## SOURCE RECORDS
......
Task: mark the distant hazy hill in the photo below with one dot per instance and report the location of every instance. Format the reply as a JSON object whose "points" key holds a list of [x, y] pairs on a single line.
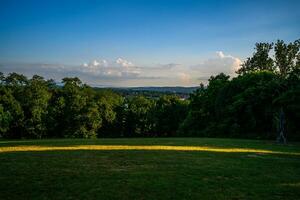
{"points": [[177, 90]]}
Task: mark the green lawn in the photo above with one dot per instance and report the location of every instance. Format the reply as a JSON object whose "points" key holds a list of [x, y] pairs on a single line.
{"points": [[55, 173]]}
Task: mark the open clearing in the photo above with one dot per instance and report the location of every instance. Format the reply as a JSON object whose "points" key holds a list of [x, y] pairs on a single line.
{"points": [[164, 168]]}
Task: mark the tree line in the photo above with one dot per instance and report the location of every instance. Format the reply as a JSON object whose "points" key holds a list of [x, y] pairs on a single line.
{"points": [[245, 106]]}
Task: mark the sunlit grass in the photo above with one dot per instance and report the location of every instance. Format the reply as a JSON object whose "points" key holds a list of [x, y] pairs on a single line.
{"points": [[141, 147]]}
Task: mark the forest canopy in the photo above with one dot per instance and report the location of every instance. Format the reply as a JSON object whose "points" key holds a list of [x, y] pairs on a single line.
{"points": [[245, 106]]}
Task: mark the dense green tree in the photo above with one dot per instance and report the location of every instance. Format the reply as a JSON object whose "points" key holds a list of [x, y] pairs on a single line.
{"points": [[286, 56], [35, 106], [169, 113], [139, 116], [260, 60]]}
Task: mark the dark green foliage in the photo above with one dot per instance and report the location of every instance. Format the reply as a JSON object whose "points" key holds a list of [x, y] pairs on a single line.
{"points": [[246, 106]]}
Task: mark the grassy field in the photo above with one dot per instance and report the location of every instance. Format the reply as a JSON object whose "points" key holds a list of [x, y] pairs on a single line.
{"points": [[166, 168]]}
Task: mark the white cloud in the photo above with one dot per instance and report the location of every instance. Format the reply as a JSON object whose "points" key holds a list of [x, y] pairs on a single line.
{"points": [[184, 78], [221, 63], [122, 72], [118, 68]]}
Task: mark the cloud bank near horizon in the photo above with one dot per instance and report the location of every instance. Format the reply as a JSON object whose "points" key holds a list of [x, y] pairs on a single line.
{"points": [[124, 73]]}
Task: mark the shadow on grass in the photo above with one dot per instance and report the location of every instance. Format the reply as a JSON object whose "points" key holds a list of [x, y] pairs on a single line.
{"points": [[33, 148]]}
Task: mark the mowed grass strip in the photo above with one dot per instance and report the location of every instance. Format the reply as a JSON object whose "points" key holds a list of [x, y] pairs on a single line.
{"points": [[144, 147], [149, 168]]}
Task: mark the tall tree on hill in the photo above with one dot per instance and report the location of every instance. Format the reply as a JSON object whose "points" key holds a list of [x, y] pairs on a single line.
{"points": [[260, 60]]}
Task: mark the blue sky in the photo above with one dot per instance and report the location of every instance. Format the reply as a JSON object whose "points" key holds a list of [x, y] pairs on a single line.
{"points": [[138, 43]]}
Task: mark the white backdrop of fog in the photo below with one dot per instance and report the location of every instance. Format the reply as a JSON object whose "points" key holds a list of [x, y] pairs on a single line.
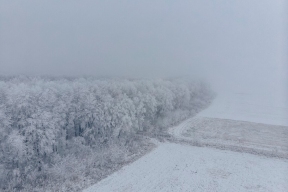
{"points": [[234, 44]]}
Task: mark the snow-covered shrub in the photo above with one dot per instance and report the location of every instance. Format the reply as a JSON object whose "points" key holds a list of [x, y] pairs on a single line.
{"points": [[48, 125]]}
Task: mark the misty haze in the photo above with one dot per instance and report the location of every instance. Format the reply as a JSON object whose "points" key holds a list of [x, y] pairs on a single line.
{"points": [[143, 95]]}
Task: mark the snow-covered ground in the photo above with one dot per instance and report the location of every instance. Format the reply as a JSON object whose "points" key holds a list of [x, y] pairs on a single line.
{"points": [[235, 135], [267, 108], [180, 167], [174, 167]]}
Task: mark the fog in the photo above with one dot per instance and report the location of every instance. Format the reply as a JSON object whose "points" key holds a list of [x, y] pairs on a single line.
{"points": [[233, 44]]}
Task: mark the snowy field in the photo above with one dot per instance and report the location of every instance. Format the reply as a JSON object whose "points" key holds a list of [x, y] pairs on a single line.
{"points": [[180, 167], [242, 136], [174, 167]]}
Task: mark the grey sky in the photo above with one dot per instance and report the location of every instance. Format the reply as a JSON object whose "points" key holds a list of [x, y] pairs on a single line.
{"points": [[239, 41]]}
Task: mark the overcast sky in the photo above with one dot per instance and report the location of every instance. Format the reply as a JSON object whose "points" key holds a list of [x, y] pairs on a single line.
{"points": [[235, 42]]}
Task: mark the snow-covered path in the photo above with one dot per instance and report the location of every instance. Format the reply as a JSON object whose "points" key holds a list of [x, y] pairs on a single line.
{"points": [[175, 167], [180, 167]]}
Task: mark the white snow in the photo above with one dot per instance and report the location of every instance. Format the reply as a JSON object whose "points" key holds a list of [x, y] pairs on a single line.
{"points": [[267, 108], [178, 167], [174, 167]]}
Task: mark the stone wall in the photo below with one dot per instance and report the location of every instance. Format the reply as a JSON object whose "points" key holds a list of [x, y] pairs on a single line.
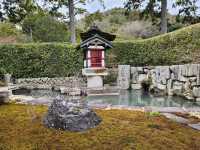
{"points": [[49, 83], [181, 80]]}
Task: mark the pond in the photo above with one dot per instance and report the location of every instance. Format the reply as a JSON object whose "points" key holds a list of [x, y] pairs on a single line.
{"points": [[125, 98]]}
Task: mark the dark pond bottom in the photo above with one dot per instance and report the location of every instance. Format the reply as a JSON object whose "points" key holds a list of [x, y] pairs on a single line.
{"points": [[126, 98]]}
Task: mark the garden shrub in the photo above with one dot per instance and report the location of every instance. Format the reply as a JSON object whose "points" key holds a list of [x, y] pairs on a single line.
{"points": [[62, 59], [40, 60]]}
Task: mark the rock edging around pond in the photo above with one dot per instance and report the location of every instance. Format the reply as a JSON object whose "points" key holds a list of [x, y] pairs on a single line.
{"points": [[180, 80]]}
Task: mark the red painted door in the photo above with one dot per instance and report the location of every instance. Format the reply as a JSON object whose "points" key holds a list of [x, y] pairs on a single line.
{"points": [[96, 58]]}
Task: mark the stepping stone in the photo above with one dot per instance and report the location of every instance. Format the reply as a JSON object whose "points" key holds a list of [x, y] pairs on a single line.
{"points": [[176, 118], [195, 126]]}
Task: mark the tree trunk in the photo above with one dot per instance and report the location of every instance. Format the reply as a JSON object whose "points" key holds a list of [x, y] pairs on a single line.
{"points": [[72, 22], [163, 16]]}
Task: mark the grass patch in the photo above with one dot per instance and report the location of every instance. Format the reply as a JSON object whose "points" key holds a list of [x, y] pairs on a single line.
{"points": [[21, 129]]}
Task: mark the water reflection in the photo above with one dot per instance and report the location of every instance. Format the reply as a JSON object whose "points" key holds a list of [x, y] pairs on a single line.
{"points": [[125, 98], [138, 98]]}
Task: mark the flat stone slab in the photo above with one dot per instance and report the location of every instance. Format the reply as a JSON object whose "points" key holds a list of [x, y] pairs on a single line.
{"points": [[195, 126], [176, 118]]}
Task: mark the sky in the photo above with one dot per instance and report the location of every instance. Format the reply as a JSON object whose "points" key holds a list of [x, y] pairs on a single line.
{"points": [[109, 4]]}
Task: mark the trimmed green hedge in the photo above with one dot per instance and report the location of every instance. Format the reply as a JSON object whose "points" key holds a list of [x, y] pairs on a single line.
{"points": [[181, 46], [40, 60], [58, 59]]}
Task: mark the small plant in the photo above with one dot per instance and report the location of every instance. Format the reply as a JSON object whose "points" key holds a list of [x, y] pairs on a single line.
{"points": [[153, 114], [155, 126]]}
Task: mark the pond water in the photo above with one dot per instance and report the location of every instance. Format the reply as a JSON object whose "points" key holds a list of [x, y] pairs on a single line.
{"points": [[125, 98]]}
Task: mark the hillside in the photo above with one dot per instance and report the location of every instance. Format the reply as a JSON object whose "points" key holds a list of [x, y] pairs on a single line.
{"points": [[41, 59], [178, 47], [126, 26]]}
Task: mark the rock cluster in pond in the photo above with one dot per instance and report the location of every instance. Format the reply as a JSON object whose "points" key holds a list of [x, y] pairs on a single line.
{"points": [[181, 80], [73, 115]]}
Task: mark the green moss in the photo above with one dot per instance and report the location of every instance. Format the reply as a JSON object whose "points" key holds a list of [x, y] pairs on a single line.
{"points": [[21, 128]]}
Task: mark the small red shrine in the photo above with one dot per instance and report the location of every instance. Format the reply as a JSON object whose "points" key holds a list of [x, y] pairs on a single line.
{"points": [[94, 44]]}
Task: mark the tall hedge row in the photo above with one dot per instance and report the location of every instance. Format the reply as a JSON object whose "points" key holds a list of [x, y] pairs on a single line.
{"points": [[40, 60], [56, 59], [181, 46]]}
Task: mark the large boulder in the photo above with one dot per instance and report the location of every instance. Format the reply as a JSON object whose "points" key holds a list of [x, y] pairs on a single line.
{"points": [[72, 115]]}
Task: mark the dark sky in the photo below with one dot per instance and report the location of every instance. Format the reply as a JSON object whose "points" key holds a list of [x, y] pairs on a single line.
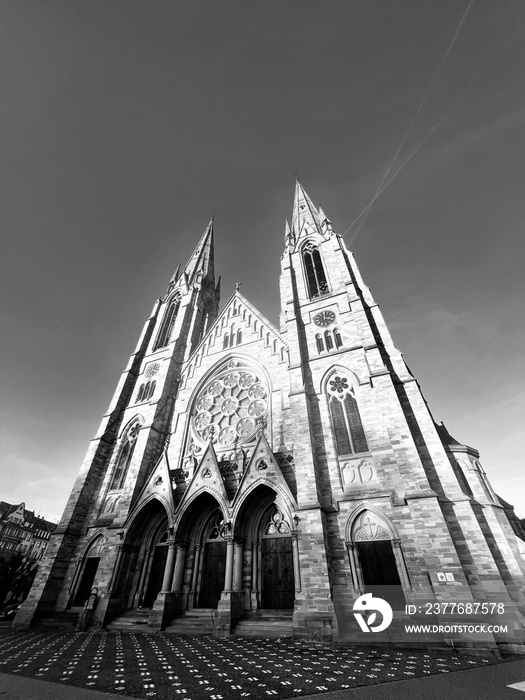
{"points": [[124, 125]]}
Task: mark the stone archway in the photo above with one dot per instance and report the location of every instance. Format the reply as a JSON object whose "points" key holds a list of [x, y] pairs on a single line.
{"points": [[213, 572], [266, 565], [376, 560], [87, 571], [143, 558], [201, 553], [276, 562]]}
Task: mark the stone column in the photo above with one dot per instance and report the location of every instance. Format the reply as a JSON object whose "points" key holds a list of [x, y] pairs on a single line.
{"points": [[401, 566], [179, 568], [228, 577], [116, 570], [353, 566], [168, 569], [237, 577], [255, 571], [296, 563], [145, 567], [76, 576], [195, 573]]}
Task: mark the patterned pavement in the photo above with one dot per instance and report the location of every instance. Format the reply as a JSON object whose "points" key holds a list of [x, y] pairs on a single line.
{"points": [[197, 668]]}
......
## EXERCISE AIM
Rewrite everything from the line containing "Task: mark the patterned" down to the last of the lines, changing "pavement" to "walkway" and leaving the rest as it is.

## TASK RESULT
Task: mark the patterned walkway in the photo above with one dot per instance and report the location of every instance. Format the reply as a JSON object whose "points" key holds a list of [x, y] pairs on a single line.
{"points": [[197, 668]]}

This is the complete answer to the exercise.